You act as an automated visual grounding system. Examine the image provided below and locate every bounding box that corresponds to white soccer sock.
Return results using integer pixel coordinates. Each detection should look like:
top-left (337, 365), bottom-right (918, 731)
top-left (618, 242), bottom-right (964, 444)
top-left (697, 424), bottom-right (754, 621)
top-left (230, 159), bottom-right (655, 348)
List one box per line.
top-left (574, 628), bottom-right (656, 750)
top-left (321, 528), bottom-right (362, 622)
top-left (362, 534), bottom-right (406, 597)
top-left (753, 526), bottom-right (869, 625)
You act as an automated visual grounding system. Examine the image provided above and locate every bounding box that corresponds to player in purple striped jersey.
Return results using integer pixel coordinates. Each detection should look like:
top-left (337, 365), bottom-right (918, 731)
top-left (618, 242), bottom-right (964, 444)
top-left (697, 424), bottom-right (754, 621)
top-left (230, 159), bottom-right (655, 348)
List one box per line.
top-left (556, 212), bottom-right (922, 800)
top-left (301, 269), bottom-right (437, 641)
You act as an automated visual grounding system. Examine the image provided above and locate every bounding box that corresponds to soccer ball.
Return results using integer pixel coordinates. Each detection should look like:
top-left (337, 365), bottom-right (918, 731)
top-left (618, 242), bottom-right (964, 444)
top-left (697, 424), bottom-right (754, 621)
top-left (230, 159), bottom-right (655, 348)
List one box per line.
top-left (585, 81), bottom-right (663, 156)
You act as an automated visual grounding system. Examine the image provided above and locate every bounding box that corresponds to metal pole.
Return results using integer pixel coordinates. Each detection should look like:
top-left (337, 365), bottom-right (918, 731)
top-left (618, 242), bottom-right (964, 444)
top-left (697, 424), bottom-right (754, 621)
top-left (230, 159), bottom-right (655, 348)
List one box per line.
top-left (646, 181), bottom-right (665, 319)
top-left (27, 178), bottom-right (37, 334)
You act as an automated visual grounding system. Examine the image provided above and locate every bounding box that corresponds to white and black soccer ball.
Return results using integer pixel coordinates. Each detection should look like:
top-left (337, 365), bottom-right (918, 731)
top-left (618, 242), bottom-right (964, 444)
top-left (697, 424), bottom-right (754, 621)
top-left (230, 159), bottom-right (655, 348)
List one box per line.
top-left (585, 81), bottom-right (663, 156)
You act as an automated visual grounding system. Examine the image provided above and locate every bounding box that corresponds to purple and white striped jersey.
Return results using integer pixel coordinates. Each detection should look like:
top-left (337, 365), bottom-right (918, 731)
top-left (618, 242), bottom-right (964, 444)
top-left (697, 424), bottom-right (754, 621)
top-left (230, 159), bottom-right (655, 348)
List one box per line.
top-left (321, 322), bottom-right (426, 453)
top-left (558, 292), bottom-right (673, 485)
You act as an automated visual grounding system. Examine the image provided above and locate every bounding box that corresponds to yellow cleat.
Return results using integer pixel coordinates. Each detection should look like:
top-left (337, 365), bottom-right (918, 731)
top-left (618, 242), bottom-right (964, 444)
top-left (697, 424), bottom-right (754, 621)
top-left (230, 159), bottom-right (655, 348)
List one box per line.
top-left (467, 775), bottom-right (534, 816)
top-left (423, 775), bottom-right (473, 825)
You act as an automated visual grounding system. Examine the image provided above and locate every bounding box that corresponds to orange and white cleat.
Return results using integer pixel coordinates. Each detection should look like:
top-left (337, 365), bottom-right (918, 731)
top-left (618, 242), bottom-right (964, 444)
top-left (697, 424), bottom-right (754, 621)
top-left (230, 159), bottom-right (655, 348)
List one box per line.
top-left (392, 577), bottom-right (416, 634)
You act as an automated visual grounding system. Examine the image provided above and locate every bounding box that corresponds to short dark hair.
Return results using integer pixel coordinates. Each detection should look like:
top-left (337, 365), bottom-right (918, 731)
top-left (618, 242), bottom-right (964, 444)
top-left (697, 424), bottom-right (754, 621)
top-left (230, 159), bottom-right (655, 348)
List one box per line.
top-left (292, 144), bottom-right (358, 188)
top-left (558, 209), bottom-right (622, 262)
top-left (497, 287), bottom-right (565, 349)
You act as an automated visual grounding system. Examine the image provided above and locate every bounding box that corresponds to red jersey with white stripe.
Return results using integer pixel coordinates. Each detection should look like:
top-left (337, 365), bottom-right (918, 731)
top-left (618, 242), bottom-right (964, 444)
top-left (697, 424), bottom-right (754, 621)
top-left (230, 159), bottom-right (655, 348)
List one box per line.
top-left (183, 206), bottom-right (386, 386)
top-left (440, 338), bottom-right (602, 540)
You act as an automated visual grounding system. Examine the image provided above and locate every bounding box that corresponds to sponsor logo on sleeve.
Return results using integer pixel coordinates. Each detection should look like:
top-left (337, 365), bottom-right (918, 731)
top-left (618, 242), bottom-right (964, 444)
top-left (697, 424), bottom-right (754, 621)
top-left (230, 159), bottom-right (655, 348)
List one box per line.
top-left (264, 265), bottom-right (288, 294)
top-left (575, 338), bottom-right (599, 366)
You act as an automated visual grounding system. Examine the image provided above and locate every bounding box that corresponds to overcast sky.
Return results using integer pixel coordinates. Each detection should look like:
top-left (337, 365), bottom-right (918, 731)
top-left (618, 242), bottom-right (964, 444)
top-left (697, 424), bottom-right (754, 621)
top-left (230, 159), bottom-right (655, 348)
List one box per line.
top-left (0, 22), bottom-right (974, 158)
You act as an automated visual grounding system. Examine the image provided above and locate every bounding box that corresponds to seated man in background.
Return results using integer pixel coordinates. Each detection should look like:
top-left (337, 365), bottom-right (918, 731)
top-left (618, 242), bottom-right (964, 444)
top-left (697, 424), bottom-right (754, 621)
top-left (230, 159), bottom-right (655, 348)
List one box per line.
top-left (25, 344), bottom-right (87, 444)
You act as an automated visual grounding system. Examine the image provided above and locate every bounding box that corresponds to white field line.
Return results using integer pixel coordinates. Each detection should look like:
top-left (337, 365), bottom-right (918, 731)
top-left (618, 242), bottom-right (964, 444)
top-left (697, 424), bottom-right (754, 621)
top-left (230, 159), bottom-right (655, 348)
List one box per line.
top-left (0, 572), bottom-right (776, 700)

--

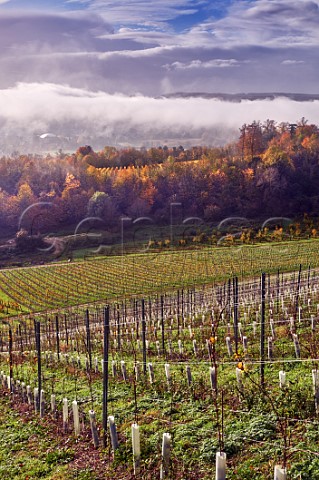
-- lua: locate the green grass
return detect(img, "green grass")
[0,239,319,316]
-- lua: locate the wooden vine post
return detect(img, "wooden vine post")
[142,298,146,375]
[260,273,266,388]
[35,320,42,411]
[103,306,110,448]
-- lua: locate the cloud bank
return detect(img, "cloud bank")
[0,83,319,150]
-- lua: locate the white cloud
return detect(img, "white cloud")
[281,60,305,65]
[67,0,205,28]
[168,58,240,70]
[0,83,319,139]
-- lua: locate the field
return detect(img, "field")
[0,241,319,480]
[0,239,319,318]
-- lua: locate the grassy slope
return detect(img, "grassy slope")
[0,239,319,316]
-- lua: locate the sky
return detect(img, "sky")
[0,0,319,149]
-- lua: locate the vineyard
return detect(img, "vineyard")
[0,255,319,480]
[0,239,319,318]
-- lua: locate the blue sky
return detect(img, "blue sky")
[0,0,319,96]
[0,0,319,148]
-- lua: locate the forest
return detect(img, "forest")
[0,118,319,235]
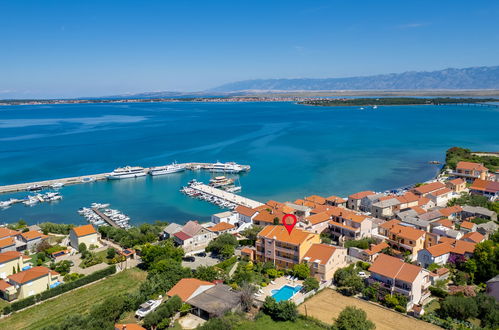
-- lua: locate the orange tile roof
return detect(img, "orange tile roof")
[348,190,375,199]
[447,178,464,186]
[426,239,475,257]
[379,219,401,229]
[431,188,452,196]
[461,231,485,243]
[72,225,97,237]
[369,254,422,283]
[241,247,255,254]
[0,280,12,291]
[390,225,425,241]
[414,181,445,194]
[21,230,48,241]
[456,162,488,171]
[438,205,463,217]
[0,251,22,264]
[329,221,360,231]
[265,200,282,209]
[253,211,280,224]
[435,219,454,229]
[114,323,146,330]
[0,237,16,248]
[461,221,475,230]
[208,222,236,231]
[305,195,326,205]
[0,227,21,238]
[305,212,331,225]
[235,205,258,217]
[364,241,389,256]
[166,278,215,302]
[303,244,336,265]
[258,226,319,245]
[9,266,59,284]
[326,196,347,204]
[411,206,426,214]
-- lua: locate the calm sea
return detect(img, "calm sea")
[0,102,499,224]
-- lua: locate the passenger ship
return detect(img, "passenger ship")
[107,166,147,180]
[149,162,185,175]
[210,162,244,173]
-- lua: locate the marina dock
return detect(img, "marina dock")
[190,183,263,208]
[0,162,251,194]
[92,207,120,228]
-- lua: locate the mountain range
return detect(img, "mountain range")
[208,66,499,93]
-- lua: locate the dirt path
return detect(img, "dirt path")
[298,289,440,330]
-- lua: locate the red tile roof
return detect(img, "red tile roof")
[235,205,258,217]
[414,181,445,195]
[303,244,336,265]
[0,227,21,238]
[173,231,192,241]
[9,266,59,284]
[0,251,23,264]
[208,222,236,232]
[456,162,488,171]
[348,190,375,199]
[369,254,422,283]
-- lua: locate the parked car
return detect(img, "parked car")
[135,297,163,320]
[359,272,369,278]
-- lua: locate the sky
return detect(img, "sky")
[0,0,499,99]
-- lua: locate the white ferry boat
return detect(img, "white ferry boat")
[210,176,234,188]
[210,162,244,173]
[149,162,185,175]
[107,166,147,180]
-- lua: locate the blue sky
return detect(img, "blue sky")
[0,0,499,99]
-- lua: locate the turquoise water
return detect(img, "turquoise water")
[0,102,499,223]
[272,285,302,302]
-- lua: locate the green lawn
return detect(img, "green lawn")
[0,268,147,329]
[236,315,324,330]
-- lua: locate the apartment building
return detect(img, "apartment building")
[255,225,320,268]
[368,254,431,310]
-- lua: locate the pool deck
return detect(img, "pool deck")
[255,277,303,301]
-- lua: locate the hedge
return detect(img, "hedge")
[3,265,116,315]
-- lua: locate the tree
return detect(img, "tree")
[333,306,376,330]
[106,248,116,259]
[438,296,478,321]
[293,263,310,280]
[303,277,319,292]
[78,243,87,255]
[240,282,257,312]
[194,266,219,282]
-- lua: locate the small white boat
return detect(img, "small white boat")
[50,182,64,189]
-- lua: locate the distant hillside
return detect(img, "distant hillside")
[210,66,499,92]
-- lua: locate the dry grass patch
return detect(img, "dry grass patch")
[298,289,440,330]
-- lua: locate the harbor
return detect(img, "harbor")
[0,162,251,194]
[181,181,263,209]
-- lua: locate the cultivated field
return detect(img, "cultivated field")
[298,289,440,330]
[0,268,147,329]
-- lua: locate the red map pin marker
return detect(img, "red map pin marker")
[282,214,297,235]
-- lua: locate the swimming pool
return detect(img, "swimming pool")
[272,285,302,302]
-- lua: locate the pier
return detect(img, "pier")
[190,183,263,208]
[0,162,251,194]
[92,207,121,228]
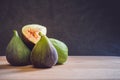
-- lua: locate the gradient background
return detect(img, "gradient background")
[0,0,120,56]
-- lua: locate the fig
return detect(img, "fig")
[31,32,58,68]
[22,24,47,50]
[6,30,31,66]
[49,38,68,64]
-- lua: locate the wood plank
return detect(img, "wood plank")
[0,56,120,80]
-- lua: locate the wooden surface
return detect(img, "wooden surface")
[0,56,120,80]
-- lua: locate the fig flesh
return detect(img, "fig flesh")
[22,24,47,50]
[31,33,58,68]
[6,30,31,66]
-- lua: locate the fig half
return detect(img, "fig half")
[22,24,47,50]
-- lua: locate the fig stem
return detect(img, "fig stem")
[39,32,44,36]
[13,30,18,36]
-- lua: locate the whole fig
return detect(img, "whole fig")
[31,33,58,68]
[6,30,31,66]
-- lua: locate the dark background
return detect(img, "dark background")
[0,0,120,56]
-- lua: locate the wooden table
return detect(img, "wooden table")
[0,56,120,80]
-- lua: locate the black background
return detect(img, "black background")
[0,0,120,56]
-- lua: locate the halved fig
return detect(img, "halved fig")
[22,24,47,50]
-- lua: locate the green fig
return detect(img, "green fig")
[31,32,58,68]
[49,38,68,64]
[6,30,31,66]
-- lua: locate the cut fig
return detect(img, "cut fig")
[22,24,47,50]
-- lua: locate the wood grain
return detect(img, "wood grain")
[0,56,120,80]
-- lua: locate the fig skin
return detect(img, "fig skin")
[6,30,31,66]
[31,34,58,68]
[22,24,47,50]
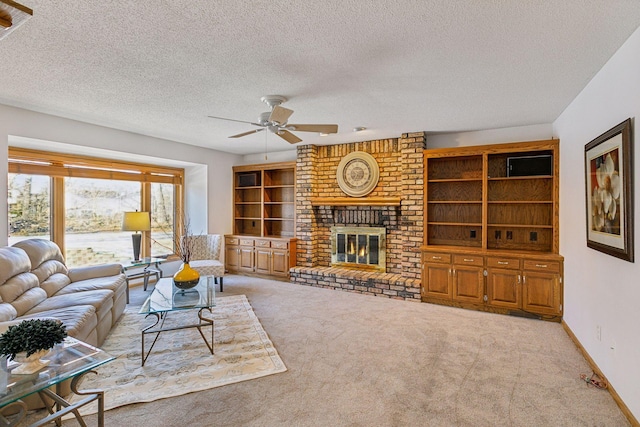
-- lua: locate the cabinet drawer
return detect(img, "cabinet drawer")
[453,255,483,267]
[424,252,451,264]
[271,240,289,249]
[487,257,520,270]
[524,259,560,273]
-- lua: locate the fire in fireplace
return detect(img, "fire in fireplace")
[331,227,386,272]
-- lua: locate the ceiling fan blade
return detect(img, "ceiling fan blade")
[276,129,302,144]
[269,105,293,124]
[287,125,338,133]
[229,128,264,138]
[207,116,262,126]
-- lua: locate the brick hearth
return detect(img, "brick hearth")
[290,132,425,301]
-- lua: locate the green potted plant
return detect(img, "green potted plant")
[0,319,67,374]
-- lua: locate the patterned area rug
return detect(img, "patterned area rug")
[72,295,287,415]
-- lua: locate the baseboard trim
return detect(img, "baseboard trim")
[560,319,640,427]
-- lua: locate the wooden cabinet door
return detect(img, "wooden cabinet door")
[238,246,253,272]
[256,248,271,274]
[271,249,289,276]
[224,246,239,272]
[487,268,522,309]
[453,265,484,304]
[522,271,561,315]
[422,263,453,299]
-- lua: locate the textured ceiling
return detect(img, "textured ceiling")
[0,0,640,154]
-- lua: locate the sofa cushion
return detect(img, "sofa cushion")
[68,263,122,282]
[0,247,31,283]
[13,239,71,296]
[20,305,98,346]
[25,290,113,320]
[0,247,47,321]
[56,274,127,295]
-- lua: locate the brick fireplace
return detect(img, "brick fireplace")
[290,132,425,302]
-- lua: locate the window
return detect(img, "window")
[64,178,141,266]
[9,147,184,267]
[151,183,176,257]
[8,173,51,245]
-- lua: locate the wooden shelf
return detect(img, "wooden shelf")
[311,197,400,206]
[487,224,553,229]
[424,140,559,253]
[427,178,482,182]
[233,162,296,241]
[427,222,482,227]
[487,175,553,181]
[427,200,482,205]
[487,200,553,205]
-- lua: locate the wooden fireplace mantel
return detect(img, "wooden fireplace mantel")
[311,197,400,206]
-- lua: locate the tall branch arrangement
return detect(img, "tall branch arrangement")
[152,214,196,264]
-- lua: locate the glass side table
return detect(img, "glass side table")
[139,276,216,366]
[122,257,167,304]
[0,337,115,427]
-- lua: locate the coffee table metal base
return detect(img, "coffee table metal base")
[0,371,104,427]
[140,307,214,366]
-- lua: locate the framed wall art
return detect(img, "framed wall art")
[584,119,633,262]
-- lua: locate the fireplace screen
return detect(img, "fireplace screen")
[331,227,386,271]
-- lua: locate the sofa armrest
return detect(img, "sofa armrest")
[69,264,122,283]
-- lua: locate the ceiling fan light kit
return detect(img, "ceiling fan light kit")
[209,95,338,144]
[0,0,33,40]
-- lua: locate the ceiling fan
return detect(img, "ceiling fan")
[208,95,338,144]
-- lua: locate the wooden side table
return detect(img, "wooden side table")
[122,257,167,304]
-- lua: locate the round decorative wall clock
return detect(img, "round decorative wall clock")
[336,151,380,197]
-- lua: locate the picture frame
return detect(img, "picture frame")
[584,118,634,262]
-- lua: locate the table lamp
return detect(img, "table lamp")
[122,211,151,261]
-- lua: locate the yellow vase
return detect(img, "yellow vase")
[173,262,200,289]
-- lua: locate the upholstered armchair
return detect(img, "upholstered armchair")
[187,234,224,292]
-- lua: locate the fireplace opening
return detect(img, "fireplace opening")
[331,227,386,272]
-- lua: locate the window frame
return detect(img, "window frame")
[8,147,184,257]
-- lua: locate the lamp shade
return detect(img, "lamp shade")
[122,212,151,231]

* YOUR GOAL
Express the entries between the line containing "-- lua: locate the picture frame" and the line containing "[173,262,200,289]", inclusive, as a two-column CSV with the headers input and output. Give one row per entry, with its text and its answer each in a single quoted field and line breaks replaced by spaces.

* TASK OUTPUT
input,output
"-- lua: locate the picture frame return detect(img, ""picture frame"")","[584,118,634,262]"
"-- lua: locate the table lamp return detect(img, ""table lamp"")","[122,211,151,261]"
"-- lua: locate the yellow vase return detect(img, ""yellow vase"")","[173,262,200,289]"